(Records contained in a dataset)

╔══

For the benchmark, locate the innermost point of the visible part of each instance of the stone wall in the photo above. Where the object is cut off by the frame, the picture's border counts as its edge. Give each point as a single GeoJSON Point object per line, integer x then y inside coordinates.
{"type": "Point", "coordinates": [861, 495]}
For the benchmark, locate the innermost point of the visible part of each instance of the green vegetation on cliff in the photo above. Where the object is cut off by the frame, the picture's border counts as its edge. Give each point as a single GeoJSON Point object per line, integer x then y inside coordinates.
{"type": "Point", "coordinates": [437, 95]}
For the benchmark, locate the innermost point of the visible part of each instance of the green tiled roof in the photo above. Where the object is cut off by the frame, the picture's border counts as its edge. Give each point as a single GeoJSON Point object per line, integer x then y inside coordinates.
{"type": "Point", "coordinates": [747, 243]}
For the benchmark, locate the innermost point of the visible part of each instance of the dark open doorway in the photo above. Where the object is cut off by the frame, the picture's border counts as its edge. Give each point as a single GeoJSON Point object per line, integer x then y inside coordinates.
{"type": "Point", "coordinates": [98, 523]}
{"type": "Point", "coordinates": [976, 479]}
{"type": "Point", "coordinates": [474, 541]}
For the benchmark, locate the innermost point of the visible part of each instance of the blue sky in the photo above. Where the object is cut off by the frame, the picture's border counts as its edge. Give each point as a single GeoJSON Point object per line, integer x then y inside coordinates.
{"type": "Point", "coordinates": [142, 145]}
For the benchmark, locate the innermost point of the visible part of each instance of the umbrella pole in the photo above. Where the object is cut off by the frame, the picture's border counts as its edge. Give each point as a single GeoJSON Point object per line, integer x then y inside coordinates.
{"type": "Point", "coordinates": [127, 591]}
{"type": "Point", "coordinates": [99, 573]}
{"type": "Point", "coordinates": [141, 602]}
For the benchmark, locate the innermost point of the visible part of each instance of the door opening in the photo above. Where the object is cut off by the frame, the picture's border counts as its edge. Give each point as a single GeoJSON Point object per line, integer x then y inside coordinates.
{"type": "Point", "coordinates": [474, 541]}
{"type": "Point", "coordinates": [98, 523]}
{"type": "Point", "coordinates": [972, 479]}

╚══

All of the material above needs to be copied exactly.

## FULL OUTPUT
For the benchmark, locate the innermost point of the visible part of each instance of the stone wall in the photo above. Where the object is cut off by the frame, the picture's border counts as its edge. Give each point as a single GeoJSON Point object per line, integer x then y inside coordinates.
{"type": "Point", "coordinates": [861, 495]}
For the benchmark, locate the innermost point of the visible part of each instance of the green vegetation on cliff in the photo above. Where the object is cut off by the frame, the picture's border counts as its edge. Give each point as a single GeoJSON Point object per line, integer x then y inside coordinates.
{"type": "Point", "coordinates": [437, 95]}
For the benchmark, locate the innermost point of the visible part of each instance of the green tiled roof in the photo above. Where the object is cut off by the frame, the picture's border counts as its edge. Give each point as a single GeoJSON Point object per line, integer x then y inside coordinates.
{"type": "Point", "coordinates": [747, 243]}
For the benchmark, locate the innermost point of the visible part of each instance of the dark open doorway in the photo above. Where the object is cut off by the frame, the picture's border counts as its edge. Give each point as a single GeoJSON Point object per line, integer x then y inside coordinates.
{"type": "Point", "coordinates": [98, 523]}
{"type": "Point", "coordinates": [976, 479]}
{"type": "Point", "coordinates": [474, 541]}
For the benchmark, locate the innermost point of the visible part of each instance of the blue sky in the photo above. Where the object is cut off by the frame, the picture's border counts as its edge. Give each point as a single GeoJSON Point object per line, integer x then y inside coordinates.
{"type": "Point", "coordinates": [142, 145]}
For the benchmark, locate the innermost point of the visible part of each instance of the umbrella pole in the photo above. Where the object is cut off by the frame, the picture's border counts as its edge. Give each point as a single GeoJSON Point object per line, integer x then y inside coordinates.
{"type": "Point", "coordinates": [127, 591]}
{"type": "Point", "coordinates": [99, 573]}
{"type": "Point", "coordinates": [141, 602]}
For the benchmark, locate the innermost point of the visible part of each instance of the door opening in the photo above. Where the object is cut off by the frame, the picture's border counts as its edge. Give each point as a single GeoJSON Point object per line, integer x then y inside coordinates.
{"type": "Point", "coordinates": [474, 541]}
{"type": "Point", "coordinates": [98, 523]}
{"type": "Point", "coordinates": [972, 479]}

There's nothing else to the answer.